Aim of the task: Each line of the records must appear in your answer exactly, with no pictures.

Items from a dataset:
Segment Open

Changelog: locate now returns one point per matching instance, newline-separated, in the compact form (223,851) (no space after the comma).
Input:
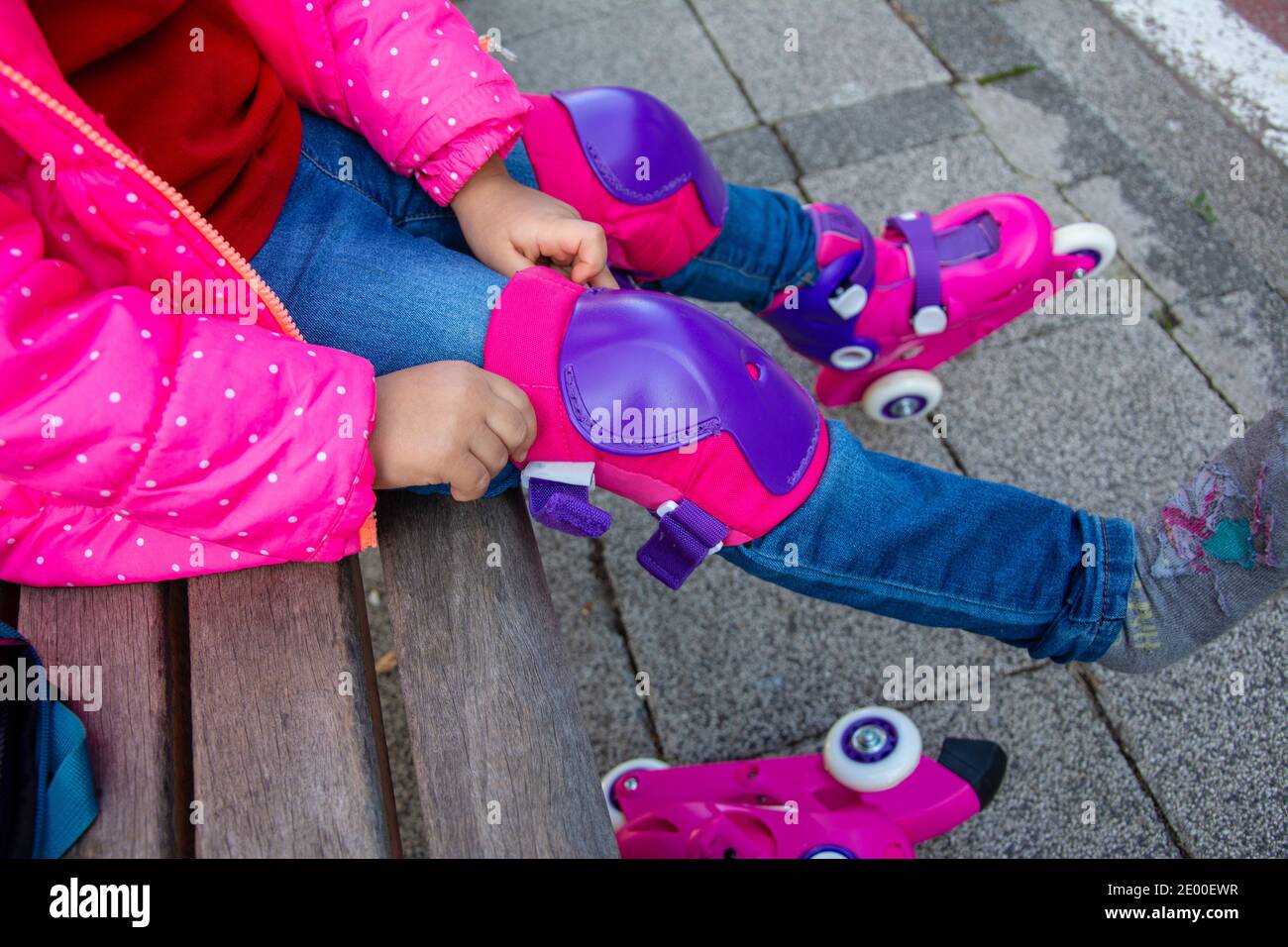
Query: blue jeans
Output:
(368,263)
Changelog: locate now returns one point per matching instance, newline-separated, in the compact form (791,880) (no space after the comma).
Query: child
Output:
(137,445)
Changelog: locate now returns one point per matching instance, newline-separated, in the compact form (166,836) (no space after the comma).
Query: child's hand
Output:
(511,227)
(449,423)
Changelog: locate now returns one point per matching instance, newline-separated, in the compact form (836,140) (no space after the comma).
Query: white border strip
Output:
(1223,54)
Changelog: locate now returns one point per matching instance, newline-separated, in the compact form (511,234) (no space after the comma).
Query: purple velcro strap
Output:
(919,236)
(567,508)
(684,538)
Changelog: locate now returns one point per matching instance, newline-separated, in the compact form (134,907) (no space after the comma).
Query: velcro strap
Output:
(684,538)
(919,236)
(567,508)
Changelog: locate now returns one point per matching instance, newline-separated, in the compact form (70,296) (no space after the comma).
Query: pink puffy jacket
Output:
(138,445)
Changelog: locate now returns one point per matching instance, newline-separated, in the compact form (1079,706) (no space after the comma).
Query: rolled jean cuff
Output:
(503,480)
(1098,600)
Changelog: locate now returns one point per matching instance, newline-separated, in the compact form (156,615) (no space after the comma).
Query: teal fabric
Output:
(65,804)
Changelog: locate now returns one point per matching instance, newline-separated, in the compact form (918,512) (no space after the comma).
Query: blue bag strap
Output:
(69,801)
(65,804)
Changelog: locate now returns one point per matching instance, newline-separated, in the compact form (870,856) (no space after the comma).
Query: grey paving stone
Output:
(751,157)
(1043,129)
(1240,339)
(1168,243)
(1060,758)
(1212,757)
(966,35)
(738,667)
(657,46)
(616,718)
(1189,141)
(877,127)
(849,51)
(1103,415)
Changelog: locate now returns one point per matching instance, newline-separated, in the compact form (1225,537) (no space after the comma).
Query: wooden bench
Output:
(240,714)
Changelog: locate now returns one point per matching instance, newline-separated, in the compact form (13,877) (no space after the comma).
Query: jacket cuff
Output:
(445,171)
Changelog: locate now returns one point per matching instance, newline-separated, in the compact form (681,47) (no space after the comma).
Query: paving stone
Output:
(751,157)
(1212,757)
(1043,129)
(1106,416)
(849,51)
(1060,758)
(877,127)
(616,718)
(1240,339)
(907,179)
(1189,142)
(1168,243)
(657,46)
(966,35)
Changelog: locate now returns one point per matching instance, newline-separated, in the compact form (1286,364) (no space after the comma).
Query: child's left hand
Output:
(511,227)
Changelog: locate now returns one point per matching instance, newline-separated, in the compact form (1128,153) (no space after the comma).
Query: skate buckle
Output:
(930,320)
(686,536)
(849,302)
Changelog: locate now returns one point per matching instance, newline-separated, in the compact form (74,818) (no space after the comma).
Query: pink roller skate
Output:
(870,793)
(885,311)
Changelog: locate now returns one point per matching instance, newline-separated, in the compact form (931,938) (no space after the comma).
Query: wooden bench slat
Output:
(132,737)
(502,759)
(283,763)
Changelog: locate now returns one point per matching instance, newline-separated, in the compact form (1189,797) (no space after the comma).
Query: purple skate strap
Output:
(925,260)
(684,538)
(567,508)
(841,219)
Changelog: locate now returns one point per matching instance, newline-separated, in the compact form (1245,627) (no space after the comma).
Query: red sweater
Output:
(200,108)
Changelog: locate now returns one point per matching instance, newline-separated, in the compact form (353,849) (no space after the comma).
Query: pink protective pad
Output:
(523,344)
(649,240)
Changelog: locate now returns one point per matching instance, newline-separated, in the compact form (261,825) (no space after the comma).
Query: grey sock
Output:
(1211,554)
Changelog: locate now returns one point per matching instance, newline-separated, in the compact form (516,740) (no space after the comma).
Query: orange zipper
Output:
(266,294)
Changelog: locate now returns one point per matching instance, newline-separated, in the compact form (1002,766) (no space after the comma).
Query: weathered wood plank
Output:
(132,736)
(501,755)
(287,744)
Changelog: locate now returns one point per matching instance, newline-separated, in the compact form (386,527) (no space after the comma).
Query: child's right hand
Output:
(449,423)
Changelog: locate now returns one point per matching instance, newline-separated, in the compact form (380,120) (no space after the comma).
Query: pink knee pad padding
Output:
(626,161)
(752,450)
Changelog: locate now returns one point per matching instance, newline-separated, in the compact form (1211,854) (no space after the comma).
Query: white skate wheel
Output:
(1096,240)
(616,774)
(902,395)
(872,749)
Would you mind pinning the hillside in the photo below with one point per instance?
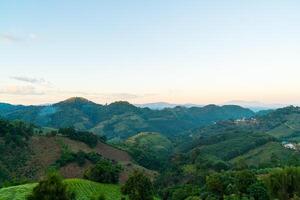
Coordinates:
(84, 190)
(257, 142)
(27, 155)
(120, 120)
(151, 150)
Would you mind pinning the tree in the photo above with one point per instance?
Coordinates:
(103, 172)
(52, 188)
(244, 179)
(284, 183)
(138, 187)
(258, 191)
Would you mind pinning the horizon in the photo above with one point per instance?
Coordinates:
(253, 105)
(197, 52)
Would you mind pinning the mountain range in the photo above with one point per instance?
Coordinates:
(120, 120)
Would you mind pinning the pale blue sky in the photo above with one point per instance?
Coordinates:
(144, 51)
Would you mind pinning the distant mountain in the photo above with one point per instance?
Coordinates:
(254, 141)
(162, 105)
(122, 119)
(255, 105)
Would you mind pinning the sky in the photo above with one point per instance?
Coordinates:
(177, 51)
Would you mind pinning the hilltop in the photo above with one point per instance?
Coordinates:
(121, 120)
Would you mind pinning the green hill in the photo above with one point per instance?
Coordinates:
(84, 190)
(121, 119)
(151, 150)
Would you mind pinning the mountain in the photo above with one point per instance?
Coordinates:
(256, 141)
(120, 120)
(83, 189)
(163, 105)
(27, 153)
(256, 106)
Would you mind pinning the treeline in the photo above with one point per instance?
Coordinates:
(280, 183)
(14, 152)
(83, 136)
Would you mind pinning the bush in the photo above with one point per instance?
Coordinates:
(103, 172)
(52, 188)
(138, 187)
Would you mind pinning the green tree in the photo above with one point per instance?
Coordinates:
(52, 188)
(138, 187)
(258, 191)
(244, 179)
(103, 172)
(284, 183)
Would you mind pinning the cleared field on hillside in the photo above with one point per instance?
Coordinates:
(84, 190)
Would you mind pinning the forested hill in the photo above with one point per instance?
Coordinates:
(121, 119)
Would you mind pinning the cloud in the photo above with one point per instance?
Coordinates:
(10, 38)
(40, 81)
(20, 90)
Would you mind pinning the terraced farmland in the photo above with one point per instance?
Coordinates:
(84, 190)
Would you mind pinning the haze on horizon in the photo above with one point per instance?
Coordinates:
(174, 51)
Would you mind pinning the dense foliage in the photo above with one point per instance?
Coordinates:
(83, 136)
(103, 172)
(13, 149)
(52, 188)
(151, 150)
(121, 119)
(138, 187)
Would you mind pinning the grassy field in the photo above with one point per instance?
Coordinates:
(263, 154)
(84, 190)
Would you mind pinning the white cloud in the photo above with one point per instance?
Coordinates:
(39, 81)
(10, 38)
(20, 90)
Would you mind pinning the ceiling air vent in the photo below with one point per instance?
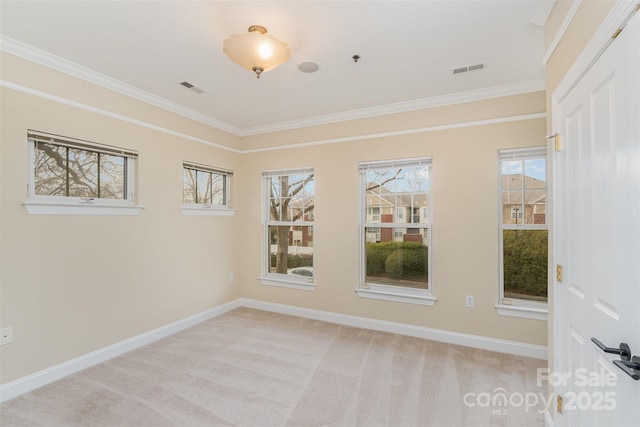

Segment Closed

Answer area:
Changelog: locate now returns one point per matching instance, newline-separated, in the compact form (223,851) (no space after the comma).
Input:
Query: blue jeans
Output:
(368,263)
Changelog: locate now returns one point per matching instance, newline-separated, in the compact form (791,880) (no space after the comma).
Query: child
Output:
(137,445)
Changelog: locate now returns one point per matching instance, newline-separated, in the compact form (166,836) (no space after the comma).
Query: child's hand
Output:
(511,227)
(449,423)
Changelog: locate now returns one point per matching instance, newline-separated, in the compact form (836,140) (no space after the comma).
Query: white border strip
Output:
(1223,54)
Changelog: locate now returns one point per matching instance, newline-separated, in the compact form (511,234) (no space after the comma).
Query: purple velcro strap
Output:
(919,236)
(567,508)
(684,538)
Changelog: locate now returns one point per matching instance, newline-separated, in the compact form (134,907) (no space after the comma).
Query: velcro strap
Output:
(684,538)
(919,236)
(567,508)
Changelog: locate now returns one point per matching instance, newline-separated, in the compact form (70,296) (no space after the comma).
Query: pink puffy jacket
Output:
(138,445)
Changelog: locate now returns one point per matching instance, newline-separated, in the compact form (1079,706) (no space after the comma).
Query: rolled jean cuff
Output:
(503,480)
(1098,600)
Changelog: locate now returns one point per matching instance, newline-separated, in the compact form (156,615) (no space after the comma).
Query: teal fabric
Output:
(65,804)
Changelog: locate now returns one point per matching instance, newline-separated, in the compact form (918,512) (no space after the comma).
Query: blue bag strap
Output:
(69,801)
(65,804)
Changelog: locate now returns one point per matching instance, newline-separated, in the compact form (870,856) (no space after the comma).
Query: grey paving stone
Output:
(751,157)
(1043,129)
(1240,339)
(1168,243)
(1060,758)
(1212,757)
(966,35)
(738,667)
(657,46)
(616,718)
(1189,141)
(877,127)
(849,51)
(1103,415)
Changelog: locate now returns one point per matching instance, newline-separated, in the compact form (1225,537) (no space after the comma).
Query: wooden bench
Output:
(240,714)
Changelog: locate now returns one point per matching instance, newline-separated, in the compact form (13,877) (no space after the comma).
Query: jacket cuff
Output:
(445,171)
Changelog: locate now returns one point per matching instance, newline-separated, in the compact form (681,47) (no space after the comma).
Query: paving stone
Output:
(751,157)
(1212,757)
(1043,129)
(1106,416)
(849,51)
(1060,758)
(877,127)
(616,718)
(1240,339)
(907,179)
(1189,142)
(1168,243)
(657,46)
(966,35)
Changelog: locate now returns one point per matching instance, newline-separated, in the compact form (1286,364) (no space after the comma).
Query: child's left hand
Output:
(511,227)
Changelog: locate now returns one point per matching instance, newline-separated, in the compact form (1128,153) (no space after the comma).
Query: skate buckle
Output:
(930,320)
(686,536)
(849,302)
Changelog: locate now returns one point per matching instance, newline-separated, in the compact form (74,818) (no space after the comma).
Query: pink roller skate
Output:
(870,793)
(885,311)
Changelog: locate now returns one point per matching instance, newline-separated, in the compact form (931,938) (no space after the comma).
Query: wooden bench slat
Output:
(132,737)
(502,759)
(283,763)
Changelog: locate now returns one point per matching instance, newline-separated, in the compact form (1189,797) (no space after the comma).
Query: purple skate strap
Output:
(925,260)
(684,538)
(567,508)
(841,219)
Changelog: locate now returns one point per matching instance, newline-separated, in the compact form (1245,627) (no space after the comma).
Query: red sweater
Output:
(200,108)
Changelog: locate now returns one point per matching instance, newline-separated, in the compact form (353,849) (no space after the comma).
Query: pink protective pad
Output:
(523,344)
(649,240)
Changelog: locate now returns one point per matching instance, newline-separated, in the compact form (261,825) (no space after the comma).
Query: grey sock
Output:
(1211,554)
Changelog: locate now returns one point per matching instance, newline-separated, in the compact form (516,740) (no space after the comma).
Query: orange zipper
Output:
(266,294)
Changelog: locate now returns one point per matching instance, newline-separated, in the compact form (1002,766) (no space after the comma).
Query: weathered wood plank
Output:
(132,736)
(501,755)
(287,744)
Changelog: locate now returns one point per matching instance, newline-separated, in the compact form (386,527) (no space after the comma).
Query: child's right hand
Output:
(449,423)
Changelog: locate now returns one point per matching instance, newline-separated, in the compact form (380,120) (no space after the comma).
Query: pink knee pad padding
Output:
(626,161)
(752,450)
Changelog: locate now returns one point per matching instance, newline-separated, in the compact form (1211,854) (no space after the comma).
Query: white skate wheel
Output:
(1096,240)
(616,774)
(902,395)
(872,749)
Would you mind pinning the hillside in the photo below with one point per instance?
Coordinates:
(84, 190)
(257, 142)
(27, 155)
(120, 120)
(151, 150)
Would you mind pinning the tree in the photo above with one point per instance?
Coordinates:
(103, 172)
(52, 188)
(244, 179)
(284, 183)
(138, 187)
(258, 191)
Would you mind pinning the horizon in the photo above with one point per instance?
Coordinates:
(253, 105)
(197, 52)
Would you mind pinning the mountain range in the photo above with one point per instance?
Coordinates:
(120, 120)
Would you mind pinning the pale blue sky in the photo above with one point per instance?
Coordinates:
(144, 51)
Would you mind pinning the distant mountain in the photo above with one point per instance?
Coordinates:
(254, 141)
(162, 105)
(122, 119)
(255, 105)
Would you mind pinning the sky in the photo above with one point per instance?
Coordinates:
(177, 51)
Would you mind pinning the hilltop in the photo above with one point per instance?
Coordinates:
(121, 120)
Would you mind pinning the green hill in the photo above with one point per instance?
Coordinates:
(84, 190)
(121, 119)
(151, 150)
Would you mind pinning the mountain in the photo above with one point per instance?
Coordinates:
(256, 141)
(120, 120)
(83, 189)
(163, 105)
(27, 153)
(256, 106)
Would you mind pinning the treeline in the photo above with one point per instance?
Coordinates:
(280, 183)
(14, 152)
(83, 136)
Would you mind pinning the bush in the photo above with one point per instance?
Coordinates:
(103, 172)
(52, 188)
(138, 187)
Would you mind pinning the green tree in the photo above with one point per instance?
Coordinates:
(52, 188)
(138, 187)
(258, 191)
(244, 179)
(103, 172)
(284, 183)
Would you mind pinning the cleared field on hillside in the photo above with one point per instance?
Coordinates:
(84, 190)
Would you mind pinning the forested hill in the photo above with one point per instance?
Coordinates:
(121, 119)
Would you mind pinning the cloud in the photo above with one point per instance?
Coordinates:
(10, 38)
(40, 81)
(20, 90)
Would you mind pinning the terraced farmland in the photo above with one point per instance?
Coordinates:
(84, 190)
Would you mind pinning the haze on horizon in the photo above with one point per instance?
Coordinates:
(174, 51)
Would you mind pinning the dense foliage in the photo above with one point per instance?
Coordinates:
(83, 136)
(103, 172)
(13, 149)
(52, 188)
(151, 150)
(121, 119)
(138, 187)
Would you mind pinning the grassy field in the photo above with one point per instance?
Coordinates:
(263, 154)
(84, 190)
Would you mind pinning the white cloud in the photo above with one point per instance?
Coordinates:
(39, 81)
(10, 38)
(20, 90)
Would you mind pinning the ceiling air vent in the photo below with one point per instance?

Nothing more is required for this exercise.